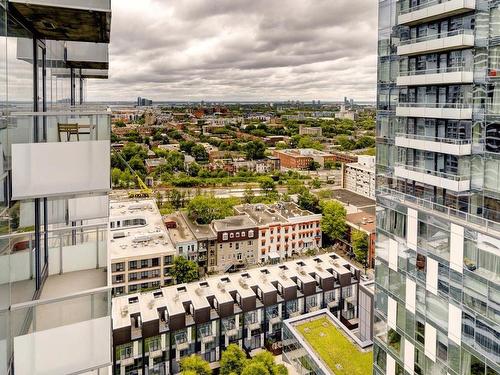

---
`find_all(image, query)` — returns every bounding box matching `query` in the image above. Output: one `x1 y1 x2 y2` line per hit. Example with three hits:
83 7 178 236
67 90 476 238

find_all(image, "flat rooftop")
112 253 360 329
181 211 216 240
212 215 257 232
235 204 287 226
269 202 317 220
292 313 372 375
276 148 333 157
330 189 376 209
346 211 376 234
109 200 176 261
165 212 196 244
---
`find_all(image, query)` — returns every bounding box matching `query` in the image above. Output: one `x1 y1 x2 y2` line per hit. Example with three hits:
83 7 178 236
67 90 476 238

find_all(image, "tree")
171 256 199 284
111 167 122 187
308 161 321 171
114 119 126 127
187 195 235 224
259 177 276 196
220 344 247 375
320 200 347 241
245 140 266 160
244 187 255 204
180 354 212 375
297 190 320 213
336 135 355 151
251 351 287 375
352 229 369 265
310 178 321 189
241 362 269 375
191 144 209 161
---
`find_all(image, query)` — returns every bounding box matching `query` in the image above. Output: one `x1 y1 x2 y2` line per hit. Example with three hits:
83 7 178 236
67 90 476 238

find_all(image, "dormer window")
236 232 240 238
223 233 228 240
242 232 246 237
230 233 234 238
248 230 254 237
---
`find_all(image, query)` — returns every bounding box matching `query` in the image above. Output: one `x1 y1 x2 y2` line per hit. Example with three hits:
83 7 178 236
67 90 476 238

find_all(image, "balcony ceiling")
9 2 111 43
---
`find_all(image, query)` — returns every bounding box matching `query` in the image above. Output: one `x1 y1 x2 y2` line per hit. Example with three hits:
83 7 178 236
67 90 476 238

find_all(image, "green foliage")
352 229 369 265
298 190 320 213
355 135 375 149
191 144 209 161
336 135 355 151
220 344 247 375
290 135 323 150
171 256 199 284
241 362 269 375
245 140 266 160
320 200 347 240
187 195 236 224
180 354 212 375
114 120 126 127
308 161 321 171
259 176 276 195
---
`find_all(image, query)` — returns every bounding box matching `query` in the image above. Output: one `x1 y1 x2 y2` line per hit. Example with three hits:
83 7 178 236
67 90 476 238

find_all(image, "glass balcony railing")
399 29 473 46
395 163 469 181
397 102 471 109
10 286 111 375
377 187 500 234
395 132 472 145
399 65 469 76
399 0 457 15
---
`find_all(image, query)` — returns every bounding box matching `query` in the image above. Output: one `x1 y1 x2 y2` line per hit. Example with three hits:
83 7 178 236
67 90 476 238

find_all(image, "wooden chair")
58 123 79 142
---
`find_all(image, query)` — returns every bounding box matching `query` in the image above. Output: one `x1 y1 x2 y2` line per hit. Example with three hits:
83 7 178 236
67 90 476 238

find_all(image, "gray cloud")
87 0 377 102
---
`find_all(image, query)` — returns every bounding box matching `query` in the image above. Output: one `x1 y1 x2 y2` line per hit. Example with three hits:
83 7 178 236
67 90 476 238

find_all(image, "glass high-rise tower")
376 0 499 374
0 1 112 374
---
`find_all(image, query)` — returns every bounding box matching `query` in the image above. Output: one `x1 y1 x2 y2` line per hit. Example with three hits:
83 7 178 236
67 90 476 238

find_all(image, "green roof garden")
295 316 373 375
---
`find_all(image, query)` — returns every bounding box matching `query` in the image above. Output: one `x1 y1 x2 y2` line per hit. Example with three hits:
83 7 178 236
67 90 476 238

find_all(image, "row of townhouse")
111 253 372 375
165 202 323 276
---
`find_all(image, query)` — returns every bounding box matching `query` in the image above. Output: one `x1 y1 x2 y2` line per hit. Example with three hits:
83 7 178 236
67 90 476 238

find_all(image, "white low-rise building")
109 200 177 295
342 155 376 200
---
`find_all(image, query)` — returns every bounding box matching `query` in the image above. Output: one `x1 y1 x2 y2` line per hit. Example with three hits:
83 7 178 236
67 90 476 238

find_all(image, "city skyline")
87 0 378 102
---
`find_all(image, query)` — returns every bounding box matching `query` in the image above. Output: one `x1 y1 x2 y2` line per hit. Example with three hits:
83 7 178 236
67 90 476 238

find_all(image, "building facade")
0 1 112 374
342 155 376 199
112 253 365 375
235 203 322 264
376 1 500 375
110 200 177 295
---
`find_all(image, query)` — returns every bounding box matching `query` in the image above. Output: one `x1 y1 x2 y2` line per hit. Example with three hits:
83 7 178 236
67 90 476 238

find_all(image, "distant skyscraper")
376 1 499 375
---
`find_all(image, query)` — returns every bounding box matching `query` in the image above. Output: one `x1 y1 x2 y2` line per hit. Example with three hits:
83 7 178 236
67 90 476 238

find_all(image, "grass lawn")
296 316 372 375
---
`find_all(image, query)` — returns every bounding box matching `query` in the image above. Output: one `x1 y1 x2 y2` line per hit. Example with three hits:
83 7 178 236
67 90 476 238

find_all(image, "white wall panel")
12 141 110 200
407 208 418 250
14 316 111 375
388 238 399 271
386 354 395 375
448 303 462 345
68 195 109 221
426 257 438 295
404 338 414 373
450 224 464 273
387 296 397 330
424 322 437 362
405 277 416 314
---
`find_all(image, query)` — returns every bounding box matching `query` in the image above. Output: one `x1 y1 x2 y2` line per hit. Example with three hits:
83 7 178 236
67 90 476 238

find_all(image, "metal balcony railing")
395 132 472 145
395 163 470 181
399 29 473 46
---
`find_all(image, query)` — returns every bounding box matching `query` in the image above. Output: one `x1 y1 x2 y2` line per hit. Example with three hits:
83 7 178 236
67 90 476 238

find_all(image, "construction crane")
112 150 153 198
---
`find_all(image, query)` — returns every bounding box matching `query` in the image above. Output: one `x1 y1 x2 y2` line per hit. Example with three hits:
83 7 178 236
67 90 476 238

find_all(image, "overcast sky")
87 0 378 102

* [The problem] For the entries above, return an exact copy that omits the images.

* [Problem solution]
---
`find_all(image, query)` — returns every bounding box matching `query` in the image above. Output: one `x1 y1 x2 y2` line per hit. Example with three hits:
83 7 178 236
67 90 476 238

find_all(image, "flat rooftop")
112 253 360 329
181 211 216 240
212 215 257 232
235 204 287 226
269 202 317 220
292 313 372 375
276 148 333 157
330 189 376 209
346 211 376 234
109 200 176 261
165 212 196 244
---
`find_all(image, query)` — returns every bounding box matching `query` in the image above. Output: one `x1 y1 x2 y2` line per hit. Example with three hits:
83 7 178 236
67 90 476 238

find_all(image, "tree")
171 256 199 284
111 167 122 187
308 161 321 171
114 119 126 127
187 195 235 224
259 177 276 196
220 344 247 375
320 200 347 241
245 140 266 160
244 187 255 204
180 354 212 375
297 190 320 213
336 135 355 151
251 351 287 375
352 229 369 265
310 178 321 189
241 362 269 375
191 144 209 161
---
`find_all(image, query)` — returns every bounding box matching `query` in the image above. Output: one `x1 y1 x2 y2` line per hit. Example with three hits:
83 7 178 236
67 90 476 238

find_all(image, "dormer window")
236 232 240 238
223 233 228 240
242 232 246 237
230 233 234 238
248 230 254 237
---
`find_all(image, query)` — returns every bounding box matching `query` in the image above. Output: one `x1 y1 x2 y2` line per hit. Example with three hits:
83 7 178 236
67 90 476 238

find_all(image, "balcony ceiling")
9 2 111 43
---
`find_all(image, query)` — returns every bounding box matching `query` in the image above. Output: one `x1 y1 x2 y2` line per hit. Example with three hits:
83 7 178 236
67 90 476 238

find_all(image, "green foliage")
352 229 369 265
298 190 320 213
355 135 375 149
191 144 209 161
336 135 355 151
220 344 247 375
290 135 323 150
171 256 199 284
241 362 269 375
245 140 266 160
320 200 347 240
187 195 236 224
180 354 212 375
114 120 126 127
308 161 321 171
259 176 276 195
---
`find_all(image, query)` — returns every bounding box matching `query` in the image above. Output: one `x1 y1 x2 y2` line per hit. Example with three hits:
83 7 178 236
67 90 476 238

find_all(image, "glass balcony railing")
399 29 473 46
395 163 469 181
397 102 471 109
10 286 111 375
377 187 500 234
395 132 472 145
399 65 469 76
399 0 457 15
---
`find_all(image, query)` — returns every bounding box matching `query` in the image above. Output: one `x1 y1 x2 y2` line per hit. Example with three hits:
83 7 178 236
67 90 476 238

find_all(image, "wooden chair")
58 123 79 142
---
`find_all(image, query)` — returns every bounding box matching `query` in the image above. Output: one `x1 y1 x2 y2` line per hit. Example with three hits:
83 7 178 236
67 90 476 238

find_all(image, "gray cloud")
87 0 377 102
---
`find_all(image, query)` — returns every bounding box matching `query` in the image above. Output: one `x1 y1 x2 y2` line per hit. Example with three hits:
83 7 178 236
67 90 476 238

find_all(image, "glass high-rise tower")
376 0 499 374
0 1 112 374
---
`find_all(image, query)` — returns every bounding box matching `query` in the image above. Output: one `x1 y1 x2 y2` line per hit. Example with three hits:
83 7 178 236
67 90 476 238

find_all(image, "green roof garden")
295 316 373 375
---
`find_all(image, query)` — returns every bounding box matching `query` in the image above. Output: one `x1 y1 x2 y2` line per hit. Example with three hits:
83 7 178 236
67 90 476 238

find_all(image, "row of townhouse")
111 253 372 375
165 202 323 276
---
`find_all(image, query)` — returns every bounding box matching `query` in the image above. Output: one `x1 y1 x2 y2` line per hit. Example with three hits:
83 7 178 236
67 90 476 238

find_all(image, "white low-rise building")
109 200 177 295
342 155 376 200
---
`find_all(image, query)` — returns every bounding box matching `query` in the image above. Output: one `x1 y1 x2 y2` line per hit. Example with three hits:
83 7 178 236
67 90 476 238

find_all(image, "city skyline")
87 0 378 102
---
`find_all(image, query)` — returns every bounding box matching `query` in the image above. Output: one `x1 y1 x2 y2` line per hit. Example with three hits:
83 7 178 236
67 90 476 238

find_all(image, "building facade")
0 1 112 374
342 155 376 199
112 253 365 375
235 203 322 264
376 1 500 375
110 200 177 295
---
`find_all(image, query)` — returns every bounding box matching `query` in the image above. Output: one `x1 y1 x2 y2` line per hit. Example with three hits:
83 7 178 236
67 90 476 238

find_all(image, "distant skyscraper")
376 1 499 375
---
`find_all(image, query)` — returns every bounding box matching `query` in the image above. Output: one `x1 y1 x2 y2` line per hit. Example with three hits:
83 7 178 236
67 90 476 238

find_all(image, "grass lawn")
296 316 372 375
---
`find_all(image, query)` — returns every bounding box matching `query` in the image above. Output: one `x1 y1 x2 y2` line per hit. Example with three hits:
83 7 178 236
67 90 476 238

find_all(image, "white wall panel")
12 141 110 200
407 208 418 250
14 316 111 375
388 238 399 271
386 354 395 375
448 303 462 345
68 195 109 221
426 257 438 295
404 338 414 373
450 224 464 273
387 296 397 330
424 322 437 362
405 277 416 314
---
`find_all(image, query)` — returns every bounding box matching `query` in the image above. Output: one `x1 y1 x2 y2` line per hit. Example with three hits:
83 7 178 236
67 90 476 238

find_all(image, "metal balcony railing")
395 132 472 145
395 163 470 181
399 29 473 46
---
`find_all(image, query)` — returns every bounding box matching `query` in the image above. Output: one `x1 y1 x2 y2` line per hit. Example with three hits:
83 7 178 236
67 90 476 238

find_all(image, "construction crane")
112 150 153 198
---
`find_all(image, query)` — returns every bounding box matching `query` in the image above. Output: one `x1 y1 x2 y2` line per hit. Example with three hits:
83 7 178 236
67 90 476 238

find_all(image, "overcast sky")
87 0 378 102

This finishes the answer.